Could you say how many lines below contain the word "rough"? Give the number with no other text.
======== DATA PROVIDED
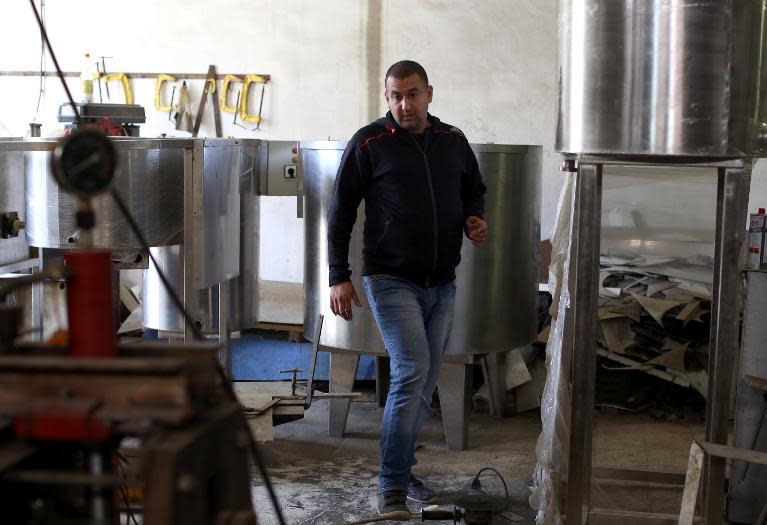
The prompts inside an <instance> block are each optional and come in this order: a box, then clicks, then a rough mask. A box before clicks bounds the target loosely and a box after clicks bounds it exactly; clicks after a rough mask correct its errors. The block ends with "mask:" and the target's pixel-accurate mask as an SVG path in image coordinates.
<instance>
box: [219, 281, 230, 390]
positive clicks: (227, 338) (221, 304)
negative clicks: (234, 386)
mask: <svg viewBox="0 0 767 525" xmlns="http://www.w3.org/2000/svg"><path fill="white" fill-rule="evenodd" d="M218 344H219V347H220V348H219V361H221V366H222V367H223V368H224V372H226V377H228V378H229V379H232V347H231V339H230V333H229V281H224V282H221V283H218Z"/></svg>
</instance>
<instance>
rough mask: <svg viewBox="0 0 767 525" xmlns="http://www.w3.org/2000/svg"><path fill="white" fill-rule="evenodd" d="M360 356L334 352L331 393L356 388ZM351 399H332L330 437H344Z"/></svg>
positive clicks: (333, 353) (358, 354)
mask: <svg viewBox="0 0 767 525" xmlns="http://www.w3.org/2000/svg"><path fill="white" fill-rule="evenodd" d="M359 362H360V355H359V354H352V353H348V352H332V353H331V354H330V391H331V392H332V393H336V392H343V393H348V392H351V391H352V388H353V387H354V378H355V377H356V375H357V365H359ZM351 402H352V400H351V399H331V400H330V409H329V411H328V435H330V436H333V437H343V435H344V432H345V431H346V420H347V419H348V417H349V407H350V406H351Z"/></svg>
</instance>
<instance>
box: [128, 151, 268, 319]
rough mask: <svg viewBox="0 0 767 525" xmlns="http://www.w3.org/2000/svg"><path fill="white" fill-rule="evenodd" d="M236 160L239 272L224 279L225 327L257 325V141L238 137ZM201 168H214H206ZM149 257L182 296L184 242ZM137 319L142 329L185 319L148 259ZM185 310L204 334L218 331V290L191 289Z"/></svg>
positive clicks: (257, 151) (259, 171)
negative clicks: (226, 295)
mask: <svg viewBox="0 0 767 525" xmlns="http://www.w3.org/2000/svg"><path fill="white" fill-rule="evenodd" d="M237 142H238V152H239V162H237V163H236V164H234V167H235V169H237V170H238V174H239V199H240V200H239V203H240V214H239V216H240V222H239V225H240V227H239V240H240V252H239V257H240V259H239V269H240V270H239V275H238V276H237V277H235V278H233V279H231V280H230V281H229V309H228V311H229V319H228V323H229V328H230V329H232V330H239V329H243V328H251V327H253V326H255V325H256V324H257V323H258V314H259V310H258V304H259V303H258V272H259V235H260V233H259V228H260V204H259V202H260V201H259V180H260V177H261V170H262V166H261V162H260V159H261V154H262V147H263V146H264V145H265V144H266V143H265V142H262V141H261V140H248V139H245V140H238V141H237ZM205 169H213V166H207V165H206V168H205ZM151 252H152V256H153V257H154V258H155V260H157V262H158V264H159V266H160V268H161V269H162V270H163V272H164V273H165V275H166V276H167V277H168V279H169V280H170V281H171V283H172V285H173V288H174V289H175V291H176V293H178V294H179V296H183V276H184V259H183V257H184V256H183V246H181V245H174V246H162V247H156V248H151ZM143 290H144V292H143V301H142V322H143V324H144V326H146V327H147V328H153V329H155V330H162V331H167V332H182V331H183V329H184V319H183V316H182V315H181V313H180V312H179V311H178V309H177V308H176V307H175V305H174V304H173V303H172V301H171V299H170V295H169V294H168V293H167V290H166V289H165V286H164V285H163V283H162V282H161V281H160V278H159V275H158V273H157V270H156V268H155V266H154V264H153V263H152V262H151V261H150V262H149V267H148V268H147V270H146V271H145V272H144V278H143ZM186 308H187V310H188V312H189V314H190V315H191V317H192V319H194V321H195V322H196V323H197V325H198V326H199V327H200V328H201V329H202V330H203V331H206V332H212V331H216V330H218V326H219V325H218V289H217V288H216V287H215V286H214V287H210V288H202V289H198V290H195V291H194V293H193V296H192V297H190V298H188V299H187V301H186Z"/></svg>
================
**SOLUTION TO THIS EXERCISE:** 3